[PROBLEM TO SOLVE]: Copy out the text below on rsync and project scaffolding word for word, from its heading to its last sentence.

[SOURCE TEXT]:
* begin *
On rsync and standard tooling for project scaffolding

Windows has robocopy. One may also just use cp on Unix-like OSs. My larger point is that starting a project from some scaffold does not require a Cargo feature. I'm not strongly against it but if such a feature is added I feel strongly that it should be designed and maintained intensively, not added as a new CLI or default behavior haphazardly.

READMEs

You have a good point that the README file is concept with a longer history than just GitHub. A point I want to make beyond this fact is, how do we decide what (markup) language this document should be in? I would not prefer it to be Markdown or something else specific by default. And Markdown is mostly popular on GitHub and other open source centric sofware development collaboration platforms. And another point is, not all Rust projects are meant to developed as a typical open source project. Rust is also supposed to be attractive for large closed source enterprise projects. Have Cargo create a README file by default, while programmers for large projects actually plan to use an extensive technical documentation framework such as DocBook/Asciidoctor/Wiki/etc., confirms the perception of Rust as ‘just’ ‘the new shiny language popular in the open source world’. I do not think this is a huge problem per se, but think about how creating all kinds of stuff by default imposes a certain development style/culture.
* end *
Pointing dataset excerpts
* begin *
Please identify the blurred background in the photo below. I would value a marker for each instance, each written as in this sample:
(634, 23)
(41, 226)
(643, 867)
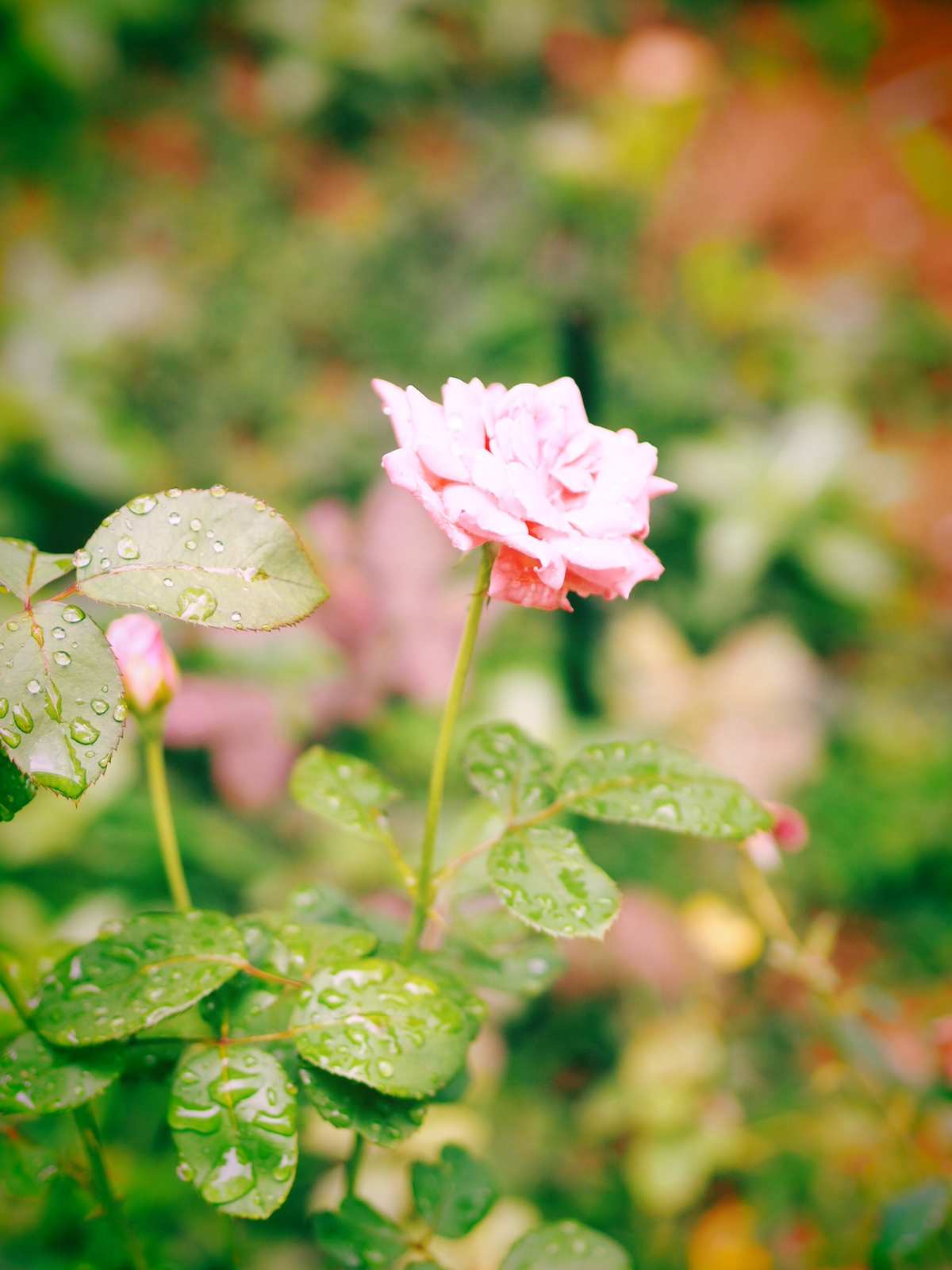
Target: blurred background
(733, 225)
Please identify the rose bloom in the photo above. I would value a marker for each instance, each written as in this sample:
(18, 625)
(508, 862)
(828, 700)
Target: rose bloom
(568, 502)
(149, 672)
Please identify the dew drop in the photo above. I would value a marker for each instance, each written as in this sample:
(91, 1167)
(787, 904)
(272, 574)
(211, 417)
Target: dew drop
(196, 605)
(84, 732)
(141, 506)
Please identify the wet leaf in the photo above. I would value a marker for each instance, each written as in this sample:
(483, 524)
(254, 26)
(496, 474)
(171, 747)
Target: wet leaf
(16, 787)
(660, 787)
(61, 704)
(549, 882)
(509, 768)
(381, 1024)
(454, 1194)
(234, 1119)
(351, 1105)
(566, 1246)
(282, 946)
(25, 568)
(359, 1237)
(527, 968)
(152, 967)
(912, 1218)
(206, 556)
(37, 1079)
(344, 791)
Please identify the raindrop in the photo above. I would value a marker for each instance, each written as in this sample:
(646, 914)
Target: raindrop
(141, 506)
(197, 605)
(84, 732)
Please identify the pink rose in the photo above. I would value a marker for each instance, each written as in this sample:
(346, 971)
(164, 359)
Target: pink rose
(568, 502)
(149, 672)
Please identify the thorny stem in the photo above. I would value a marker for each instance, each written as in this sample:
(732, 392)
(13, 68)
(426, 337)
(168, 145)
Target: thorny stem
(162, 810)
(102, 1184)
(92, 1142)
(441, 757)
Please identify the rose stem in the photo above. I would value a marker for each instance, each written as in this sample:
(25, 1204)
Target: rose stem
* end *
[COMPLETE ANSWER]:
On rsync and standard tooling for project scaffolding

Windows has robocopy. One may also just use cp on Unix-like OSs. My larger point is that starting a project from some scaffold does not require a Cargo feature. I'm not strongly against it but if such a feature is added I feel strongly that it should be designed and maintained intensively, not added as a new CLI or default behavior haphazardly.

READMEs

You have a good point that the README file is concept with a longer history than just GitHub. A point I want to make beyond this fact is, how do we decide what (markup) language this document should be in? I would not prefer it to be Markdown or something else specific by default. And Markdown is mostly popular on GitHub and other open source centric sofware development collaboration platforms. And another point is, not all Rust projects are meant to developed as a typical open source project. Rust is also supposed to be attractive for large closed source enterprise projects. Have Cargo create a README file by default, while programmers for large projects actually plan to use an extensive technical documentation framework such as DocBook/Asciidoctor/Wiki/etc., confirms the perception of Rust as ‘just’ ‘the new shiny language popular in the open source world’. I do not think this is a huge problem per se, but think about how creating all kinds of stuff by default imposes a certain development style/culture.